Please write out all the data that follows exactly, without the pictures.

[GIVEN RECORDS]

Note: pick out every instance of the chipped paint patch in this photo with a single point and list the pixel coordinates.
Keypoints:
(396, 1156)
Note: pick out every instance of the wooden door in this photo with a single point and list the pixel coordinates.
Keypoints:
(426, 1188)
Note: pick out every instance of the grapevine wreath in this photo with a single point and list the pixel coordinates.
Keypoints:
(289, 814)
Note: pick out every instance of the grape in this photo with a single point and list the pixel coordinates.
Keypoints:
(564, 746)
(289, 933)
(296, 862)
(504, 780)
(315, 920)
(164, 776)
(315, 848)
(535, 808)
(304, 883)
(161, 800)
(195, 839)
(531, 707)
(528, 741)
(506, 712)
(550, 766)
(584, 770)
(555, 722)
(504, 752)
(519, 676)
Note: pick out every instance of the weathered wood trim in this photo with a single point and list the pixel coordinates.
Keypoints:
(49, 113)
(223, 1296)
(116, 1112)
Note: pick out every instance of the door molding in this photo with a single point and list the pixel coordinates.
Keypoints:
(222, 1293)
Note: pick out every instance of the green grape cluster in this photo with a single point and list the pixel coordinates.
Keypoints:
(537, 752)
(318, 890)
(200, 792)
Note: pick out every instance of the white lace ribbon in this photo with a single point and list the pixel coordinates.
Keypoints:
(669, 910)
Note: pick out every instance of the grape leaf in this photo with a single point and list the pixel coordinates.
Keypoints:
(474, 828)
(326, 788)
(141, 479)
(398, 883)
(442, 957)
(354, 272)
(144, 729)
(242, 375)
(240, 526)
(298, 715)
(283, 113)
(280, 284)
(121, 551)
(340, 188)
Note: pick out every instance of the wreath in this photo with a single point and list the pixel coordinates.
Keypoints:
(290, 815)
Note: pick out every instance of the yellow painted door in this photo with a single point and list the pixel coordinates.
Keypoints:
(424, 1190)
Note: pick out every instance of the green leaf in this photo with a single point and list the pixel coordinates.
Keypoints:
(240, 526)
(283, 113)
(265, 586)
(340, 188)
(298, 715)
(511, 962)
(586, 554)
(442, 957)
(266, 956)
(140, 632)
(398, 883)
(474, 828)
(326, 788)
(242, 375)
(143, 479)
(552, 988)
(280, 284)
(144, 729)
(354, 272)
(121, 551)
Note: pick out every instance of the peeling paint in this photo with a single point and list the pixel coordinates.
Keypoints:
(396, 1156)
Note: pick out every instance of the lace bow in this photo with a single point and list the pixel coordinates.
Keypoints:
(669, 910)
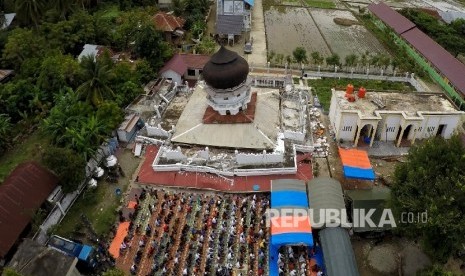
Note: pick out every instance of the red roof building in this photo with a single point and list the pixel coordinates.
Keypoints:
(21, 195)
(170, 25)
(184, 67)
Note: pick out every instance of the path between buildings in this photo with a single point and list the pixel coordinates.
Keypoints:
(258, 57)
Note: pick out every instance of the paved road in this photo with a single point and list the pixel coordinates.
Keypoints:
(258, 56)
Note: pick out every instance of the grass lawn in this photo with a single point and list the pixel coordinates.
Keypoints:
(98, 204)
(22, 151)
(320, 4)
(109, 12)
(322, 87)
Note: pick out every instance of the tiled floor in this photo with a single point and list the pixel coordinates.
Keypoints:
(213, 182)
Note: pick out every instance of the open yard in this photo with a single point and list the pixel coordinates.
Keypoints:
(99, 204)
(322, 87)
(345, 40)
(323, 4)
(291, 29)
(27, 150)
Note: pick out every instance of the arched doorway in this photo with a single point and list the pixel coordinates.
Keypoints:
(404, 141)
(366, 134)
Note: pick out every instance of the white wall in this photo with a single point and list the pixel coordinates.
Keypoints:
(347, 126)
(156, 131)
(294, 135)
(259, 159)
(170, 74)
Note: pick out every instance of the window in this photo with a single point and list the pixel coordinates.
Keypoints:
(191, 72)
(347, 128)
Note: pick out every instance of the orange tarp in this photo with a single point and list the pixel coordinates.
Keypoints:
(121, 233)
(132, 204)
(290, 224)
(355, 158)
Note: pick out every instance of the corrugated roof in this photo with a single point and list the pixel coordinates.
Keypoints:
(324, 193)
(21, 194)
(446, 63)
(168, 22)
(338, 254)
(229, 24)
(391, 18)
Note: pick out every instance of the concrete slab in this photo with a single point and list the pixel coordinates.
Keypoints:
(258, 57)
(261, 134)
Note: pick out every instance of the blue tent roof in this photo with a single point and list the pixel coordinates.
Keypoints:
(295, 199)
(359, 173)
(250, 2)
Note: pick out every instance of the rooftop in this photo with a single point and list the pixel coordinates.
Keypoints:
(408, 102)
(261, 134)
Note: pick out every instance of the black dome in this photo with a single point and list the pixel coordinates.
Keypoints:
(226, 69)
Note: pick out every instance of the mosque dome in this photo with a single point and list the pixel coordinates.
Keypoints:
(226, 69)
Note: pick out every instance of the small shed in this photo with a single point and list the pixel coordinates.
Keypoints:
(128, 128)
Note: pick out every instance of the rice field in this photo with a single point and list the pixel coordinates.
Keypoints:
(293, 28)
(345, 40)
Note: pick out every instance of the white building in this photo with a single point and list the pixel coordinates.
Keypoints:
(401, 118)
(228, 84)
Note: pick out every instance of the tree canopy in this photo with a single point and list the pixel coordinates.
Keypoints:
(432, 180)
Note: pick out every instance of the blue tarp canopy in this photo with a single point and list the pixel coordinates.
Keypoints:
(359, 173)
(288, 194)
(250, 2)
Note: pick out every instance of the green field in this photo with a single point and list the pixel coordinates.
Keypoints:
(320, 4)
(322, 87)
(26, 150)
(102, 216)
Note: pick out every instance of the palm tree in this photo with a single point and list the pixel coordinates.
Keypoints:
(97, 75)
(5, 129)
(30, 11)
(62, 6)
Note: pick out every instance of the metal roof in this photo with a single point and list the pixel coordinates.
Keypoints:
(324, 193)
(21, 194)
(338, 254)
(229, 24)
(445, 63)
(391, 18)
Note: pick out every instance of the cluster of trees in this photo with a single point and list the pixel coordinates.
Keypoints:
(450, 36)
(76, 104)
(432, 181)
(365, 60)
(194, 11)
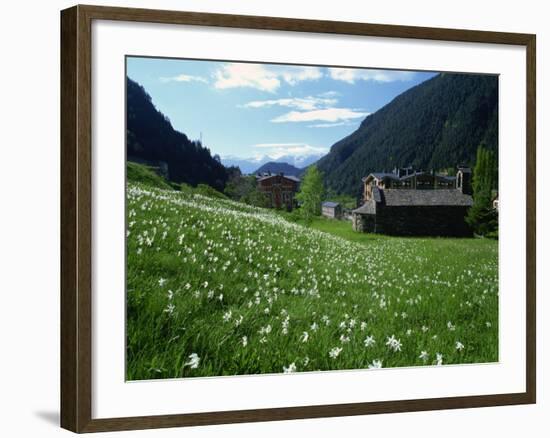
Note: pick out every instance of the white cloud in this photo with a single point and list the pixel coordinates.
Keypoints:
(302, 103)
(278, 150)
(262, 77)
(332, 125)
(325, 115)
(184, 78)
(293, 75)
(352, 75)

[/GIVEN RECORDS]

> [YOUR SOLUTION]:
Note: pick out every instance of the chipped paint patch in this photo with a single point and list the pixel coordinates.
Keypoints:
(396, 1156)
Note: pick out every instance of the wooden door in this photo with a single point and list the pixel coordinates.
Keypoints:
(426, 1188)
Note: pick out every instance of the grapevine wreath in this photo with a single point and list the pixel coordinates.
Keypoints:
(289, 814)
Note: pick out every instance of the grape in this photo with a single point and list the pixel coordinates.
Keypoints:
(564, 746)
(289, 933)
(296, 862)
(504, 780)
(315, 920)
(164, 776)
(315, 848)
(535, 808)
(304, 883)
(161, 800)
(195, 839)
(531, 707)
(528, 741)
(506, 712)
(550, 766)
(584, 770)
(555, 722)
(504, 752)
(519, 676)
Note: pick out every instance of the weathered wood trim in this photo with a single point and list the pixel coordinates.
Keypoints:
(49, 113)
(223, 1296)
(116, 1112)
Note: pick out every instance of the door molding in this photo with a single point and list the pixel coordinates.
Keypoints:
(222, 1293)
Note: pick out every instance of the green grape cluster in this photo with a single point and list the pixel coordinates.
Keypoints:
(537, 752)
(318, 890)
(200, 792)
Note: pick out every instance of the white lace ribbon in this photo with a single point and list the pixel coordinates.
Keypoints:
(669, 910)
Note: pick out every instance of the grape leaf in this photo with a single point and list the pixel coordinates.
Keypoints:
(474, 828)
(326, 788)
(141, 479)
(398, 883)
(442, 957)
(354, 272)
(144, 729)
(242, 375)
(240, 526)
(298, 715)
(283, 113)
(280, 284)
(121, 551)
(340, 188)
Note: pick out every instance of the wreath in this photo with a single point and list the pixel coordinates.
Keypoints:
(290, 815)
Note: pick out every instance of the yellow painted door in this photo with a single point and list the pixel coordinates.
Keypoints:
(424, 1190)
Note: pick out every instance of the green leaf in this photo with a single point and list the pixel coordinates.
Keypoints:
(240, 526)
(283, 113)
(265, 586)
(340, 188)
(298, 715)
(511, 962)
(586, 554)
(442, 957)
(266, 956)
(140, 632)
(398, 883)
(474, 828)
(326, 788)
(242, 375)
(143, 479)
(552, 988)
(280, 284)
(144, 729)
(354, 272)
(121, 551)
Note: pick out every instance of the peeling paint in this photo with a single point and list the pixel coordinates.
Keypoints:
(396, 1156)
Note: pick out every instance of the lace bow in this photo with a single point and list the pixel coordinates.
Keypoints:
(669, 910)
Note: pick out every instance of the red roof building in this photo with a single point and list the pixel coordinates.
Keypoints:
(21, 195)
(170, 25)
(184, 67)
Note: pick out every instance of the path between buildings in this photo with a single point and list the pixel coordinates.
Keypoints:
(258, 57)
Note: pick out every instance of the paved road in this photo with a single point and list the pixel coordinates.
Keypoints:
(258, 56)
Note: pick out every instance of the grass lawn in this photo with a single point and list the pixel coordinates.
Keypoints:
(98, 204)
(22, 151)
(320, 4)
(109, 12)
(322, 87)
Note: pick out every instance of the tiled floor in this photo with a single point and list the pixel coordinates.
Keypoints:
(213, 182)
Note: pick out every instance of the open yard in this photo with a single point and list the pixel coordinates.
Keypoints:
(99, 204)
(322, 87)
(345, 40)
(323, 4)
(291, 29)
(27, 150)
Note: pick out every instance of the arched doorway in this photo with a single point and list the pixel coordinates.
Keypoints:
(404, 141)
(366, 134)
Note: pick out every instance of the white wall in this photo with a single point and list the pixel coordinates.
Keypoints:
(347, 126)
(156, 131)
(294, 135)
(259, 159)
(170, 74)
Note: pick out every instance of the window in this photo with a single point and list the pixel coordinates.
Keypoints:
(191, 72)
(347, 128)
Note: pick out every instance of the orange tarp in this photo with a single point and list the pixel coordinates.
Keypoints:
(121, 233)
(132, 204)
(290, 224)
(355, 158)
Note: pick out every instance of the corrugated roof in this photo with a single point and list the pixel coordinates.
Keypoints:
(324, 193)
(21, 194)
(446, 63)
(168, 22)
(338, 254)
(229, 24)
(391, 18)
Note: pick out every instance of the concrete slab in this photo with a single point and list the pixel coordinates.
Keypoints:
(258, 57)
(261, 134)
Note: pick out every instance of the blue tent roof in this photo with a single point and list the pixel coordinates.
Keypoints:
(295, 199)
(359, 173)
(250, 2)
Note: pick out every instance of the rooftop in this photo with a single point and list the pixel coordinates.
Keypoints:
(408, 102)
(261, 134)
Note: pick out every instance of the black dome in this photo with a single point and list the pixel coordinates.
Keypoints:
(226, 69)
Note: pick out every instance of the mosque dome in this photo with a single point and list the pixel coordinates.
Keypoints:
(226, 69)
Note: pick out every instance of the small shed in this photo with a single point and list the pixel coordinates.
Keypoints:
(128, 128)
Note: pick out every instance of the rice field in this photo with a single point and list the pixel coordinates.
Keypoints:
(293, 28)
(345, 40)
Note: pick out every instance of the white building in this photo with a single point and list the pixel coordinates.
Keypoints:
(401, 118)
(228, 84)
Note: pick out every instance of the tree canopy in this photo with a single point and list the pixel coordinates.
Keypoints:
(432, 180)
Note: pick out every instance of the blue tarp canopy in this photo with a single point and list the pixel coordinates.
Keypoints:
(359, 173)
(288, 194)
(250, 2)
Note: pick out every instance of the green field in this photo with a single point and list the pixel coordinates.
Keypoints:
(320, 4)
(322, 87)
(26, 150)
(102, 216)
Note: pick out every instance of the palm tree in this photo with a single point and list the pixel coordinates.
Keypoints:
(97, 75)
(5, 129)
(30, 11)
(62, 6)
Note: pick out every instance of the metal roof in this photo with a single point and list the pixel coordinates.
Keypoints:
(324, 193)
(21, 194)
(338, 254)
(229, 24)
(445, 63)
(391, 18)
Note: pick out every instance of the cluster of trees in this photo with a single point and list the pixel coordinates.
Keypoints:
(450, 36)
(76, 104)
(432, 181)
(365, 60)
(194, 11)
Note: pick out every instance of the white cloud in this photo with a single point and list the pixel coordinates.
Keypoints:
(302, 103)
(278, 150)
(262, 77)
(332, 125)
(325, 115)
(184, 78)
(293, 75)
(352, 75)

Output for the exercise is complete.